● Problem to solve: Copy exactly the lines from the one containing "Point to the windshield in" through the last line of the records below, including both, and leave out any pictures.

[START Record excerpts]

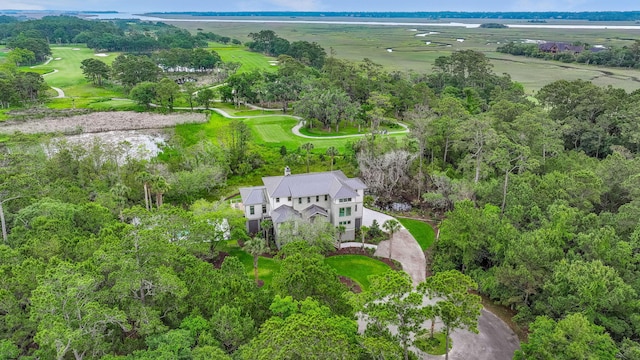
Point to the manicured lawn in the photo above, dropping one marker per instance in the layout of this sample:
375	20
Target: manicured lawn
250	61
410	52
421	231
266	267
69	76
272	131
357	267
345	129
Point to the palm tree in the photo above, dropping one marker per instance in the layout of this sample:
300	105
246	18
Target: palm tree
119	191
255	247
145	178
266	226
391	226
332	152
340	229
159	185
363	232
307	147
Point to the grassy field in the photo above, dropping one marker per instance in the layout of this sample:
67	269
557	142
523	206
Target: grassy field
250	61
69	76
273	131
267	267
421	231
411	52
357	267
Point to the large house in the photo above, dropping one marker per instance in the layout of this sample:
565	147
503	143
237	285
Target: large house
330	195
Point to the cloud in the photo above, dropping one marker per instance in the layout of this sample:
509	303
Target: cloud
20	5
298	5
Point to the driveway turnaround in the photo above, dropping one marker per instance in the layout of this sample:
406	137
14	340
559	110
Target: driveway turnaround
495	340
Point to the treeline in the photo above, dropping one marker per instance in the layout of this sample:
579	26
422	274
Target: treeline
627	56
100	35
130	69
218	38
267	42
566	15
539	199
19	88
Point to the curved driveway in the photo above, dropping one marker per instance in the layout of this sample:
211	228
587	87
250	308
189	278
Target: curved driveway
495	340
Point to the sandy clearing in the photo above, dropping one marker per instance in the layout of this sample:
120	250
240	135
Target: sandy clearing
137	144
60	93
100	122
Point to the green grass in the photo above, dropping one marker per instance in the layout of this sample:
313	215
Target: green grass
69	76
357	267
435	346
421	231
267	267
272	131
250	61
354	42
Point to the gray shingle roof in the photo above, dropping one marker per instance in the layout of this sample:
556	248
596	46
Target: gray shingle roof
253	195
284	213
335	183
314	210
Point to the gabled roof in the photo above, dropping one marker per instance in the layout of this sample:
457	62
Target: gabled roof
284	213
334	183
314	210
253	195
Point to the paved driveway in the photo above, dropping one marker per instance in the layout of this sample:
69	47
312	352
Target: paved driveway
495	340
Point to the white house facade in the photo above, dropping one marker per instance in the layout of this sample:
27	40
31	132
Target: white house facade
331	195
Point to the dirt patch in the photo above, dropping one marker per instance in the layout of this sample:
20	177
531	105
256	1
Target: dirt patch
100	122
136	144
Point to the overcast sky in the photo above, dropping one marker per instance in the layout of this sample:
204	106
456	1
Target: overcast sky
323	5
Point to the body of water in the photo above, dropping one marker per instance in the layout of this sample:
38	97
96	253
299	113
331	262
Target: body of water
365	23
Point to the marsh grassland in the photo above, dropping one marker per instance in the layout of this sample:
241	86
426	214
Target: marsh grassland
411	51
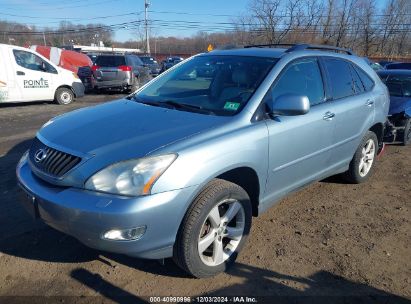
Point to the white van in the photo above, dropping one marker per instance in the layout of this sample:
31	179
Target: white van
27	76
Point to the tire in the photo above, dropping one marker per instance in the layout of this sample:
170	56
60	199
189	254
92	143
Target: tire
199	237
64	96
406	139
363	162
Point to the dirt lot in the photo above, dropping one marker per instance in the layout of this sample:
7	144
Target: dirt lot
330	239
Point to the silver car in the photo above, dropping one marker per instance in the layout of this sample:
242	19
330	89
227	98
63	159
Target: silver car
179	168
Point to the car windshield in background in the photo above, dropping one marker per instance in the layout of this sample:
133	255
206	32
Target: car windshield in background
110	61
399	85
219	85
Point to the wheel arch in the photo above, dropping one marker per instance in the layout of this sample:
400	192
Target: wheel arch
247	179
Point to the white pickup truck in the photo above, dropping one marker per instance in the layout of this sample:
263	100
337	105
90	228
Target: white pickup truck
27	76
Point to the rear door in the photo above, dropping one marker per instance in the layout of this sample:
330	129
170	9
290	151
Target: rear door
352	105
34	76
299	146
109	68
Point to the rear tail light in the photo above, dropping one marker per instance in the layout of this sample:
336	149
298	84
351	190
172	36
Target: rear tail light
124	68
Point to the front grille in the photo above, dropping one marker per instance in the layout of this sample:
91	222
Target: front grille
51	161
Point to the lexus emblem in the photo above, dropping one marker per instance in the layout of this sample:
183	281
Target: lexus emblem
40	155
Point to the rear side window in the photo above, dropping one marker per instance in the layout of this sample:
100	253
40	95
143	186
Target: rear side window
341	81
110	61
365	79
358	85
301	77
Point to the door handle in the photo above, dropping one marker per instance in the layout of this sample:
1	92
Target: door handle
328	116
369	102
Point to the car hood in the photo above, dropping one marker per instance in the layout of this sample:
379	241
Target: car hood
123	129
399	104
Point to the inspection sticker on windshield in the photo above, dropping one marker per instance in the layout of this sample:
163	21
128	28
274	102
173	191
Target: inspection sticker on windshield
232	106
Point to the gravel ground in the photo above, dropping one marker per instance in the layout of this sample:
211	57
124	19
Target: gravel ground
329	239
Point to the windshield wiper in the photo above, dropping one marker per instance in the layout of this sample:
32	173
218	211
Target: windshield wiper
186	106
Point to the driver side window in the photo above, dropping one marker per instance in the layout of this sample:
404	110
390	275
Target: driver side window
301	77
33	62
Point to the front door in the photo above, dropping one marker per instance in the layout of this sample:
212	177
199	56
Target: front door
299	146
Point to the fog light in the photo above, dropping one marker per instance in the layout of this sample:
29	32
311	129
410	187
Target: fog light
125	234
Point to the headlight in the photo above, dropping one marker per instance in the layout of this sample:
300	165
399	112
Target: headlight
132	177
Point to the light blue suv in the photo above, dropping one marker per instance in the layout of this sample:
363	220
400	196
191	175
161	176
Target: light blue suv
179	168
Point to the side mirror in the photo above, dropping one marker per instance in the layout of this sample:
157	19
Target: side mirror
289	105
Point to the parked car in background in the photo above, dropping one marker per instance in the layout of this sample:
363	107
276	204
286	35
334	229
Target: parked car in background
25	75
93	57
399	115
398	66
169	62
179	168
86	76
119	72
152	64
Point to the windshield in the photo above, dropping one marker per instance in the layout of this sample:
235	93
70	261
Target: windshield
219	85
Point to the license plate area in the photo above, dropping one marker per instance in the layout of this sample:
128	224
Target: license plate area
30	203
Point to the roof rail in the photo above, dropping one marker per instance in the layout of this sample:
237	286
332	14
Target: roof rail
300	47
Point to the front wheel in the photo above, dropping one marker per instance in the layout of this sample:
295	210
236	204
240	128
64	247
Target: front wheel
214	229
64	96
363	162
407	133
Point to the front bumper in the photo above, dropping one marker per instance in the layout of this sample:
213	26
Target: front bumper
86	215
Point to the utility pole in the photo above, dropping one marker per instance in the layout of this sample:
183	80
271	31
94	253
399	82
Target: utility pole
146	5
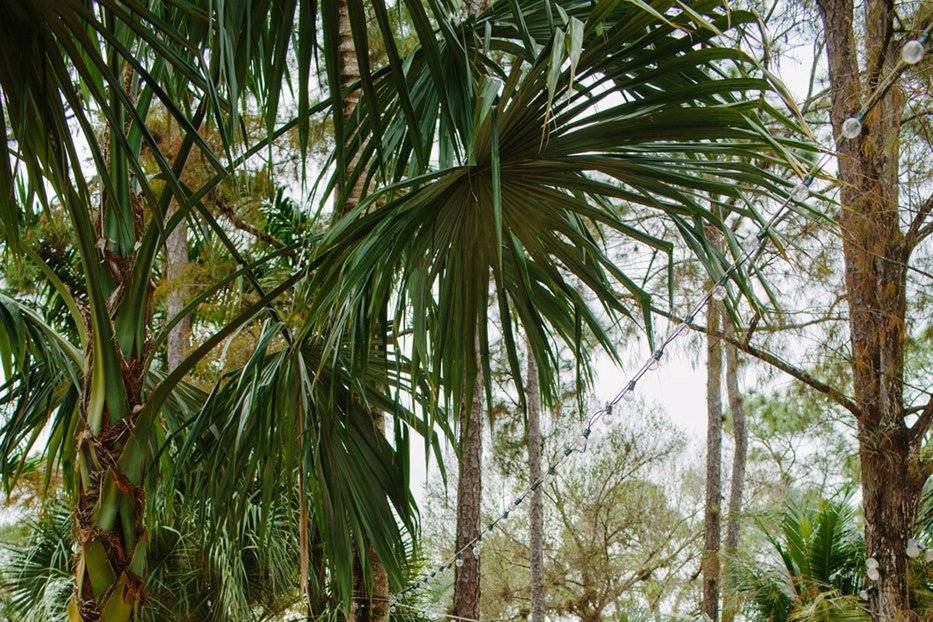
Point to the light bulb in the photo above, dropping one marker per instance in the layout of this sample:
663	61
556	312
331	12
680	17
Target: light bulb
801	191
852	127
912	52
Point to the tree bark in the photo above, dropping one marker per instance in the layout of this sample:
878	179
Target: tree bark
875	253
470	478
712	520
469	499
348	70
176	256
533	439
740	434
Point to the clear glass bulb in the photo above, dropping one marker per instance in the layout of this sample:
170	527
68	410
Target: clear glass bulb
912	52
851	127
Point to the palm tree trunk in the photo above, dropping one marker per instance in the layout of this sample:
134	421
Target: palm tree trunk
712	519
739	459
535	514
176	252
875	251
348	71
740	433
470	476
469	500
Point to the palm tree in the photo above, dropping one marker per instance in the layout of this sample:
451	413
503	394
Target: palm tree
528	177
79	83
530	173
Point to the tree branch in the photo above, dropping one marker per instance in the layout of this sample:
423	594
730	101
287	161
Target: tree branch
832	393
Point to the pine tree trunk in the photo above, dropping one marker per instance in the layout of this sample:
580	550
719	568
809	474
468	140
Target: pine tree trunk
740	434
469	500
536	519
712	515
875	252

[END Record excerpts]

● Solution to the exercise:
Point to the windshield in the photo above, dropping one marker per instance in the layout of this sample:
235	93
70	261
Target: windshield
219	85
Point to the license plate area in the photo above, dropping one marker per instance in the layout of this sample:
128	224
Target: license plate area
30	203
Point to the roof rail in the photo above, dropping one marker per instance in the layout of this sample:
237	286
332	14
Target: roof rail
300	47
Point to the front wheel in the photo above, dropping one marker per instance in the layout of this sample:
295	210
236	204
240	128
64	247
Target: front wheel
214	229
64	96
363	162
407	133
Point to the front bumper in the photo above, dropping one marker per instance in the layout of this sample:
213	26
Target: front bumper
86	215
Point to the utility pole in the photo above, dropping one marker per instance in the layout of this sample:
183	80
271	31
94	253
399	82
Target: utility pole
146	5
Point to the light bulb in the photo above, dropping one marker per instance in the layout of this sample:
663	61
556	312
331	12
680	17
Target: light bulb
801	191
852	127
912	52
Point to the tree bark in the photo above, dropping one marker per instance in the layout of this sample:
878	179
Target: tree bark
875	253
470	478
712	520
469	499
348	70
176	256
533	439
740	434
Point to the clear glass bulb in the photo above, dropping one marker per instance in the layout of this sample:
170	527
68	410
Target: clear glass bulb
912	52
851	127
Point to the palm tree trunk in the photo above, dropping one marker per instance in the layout of this sample:
134	421
Target: palm tree trunk
712	519
739	459
535	514
176	252
875	251
348	71
740	433
470	476
469	500
Point to the palm tree in the photo above, dropping one marker per instance in the layout of this sample:
451	413
503	394
Target: palm tree
528	177
79	83
530	173
Point to the tree branch in the photo above, dropping one marker per instance in the layout of this sample:
423	594
730	101
287	161
Target: tree branch
832	393
Point to the pine tree trunk in the photo above, dropping one marker per instance in the layout of this sample:
580	550
719	568
809	474
468	140
Target: pine tree trunk
740	434
469	500
536	519
712	515
875	252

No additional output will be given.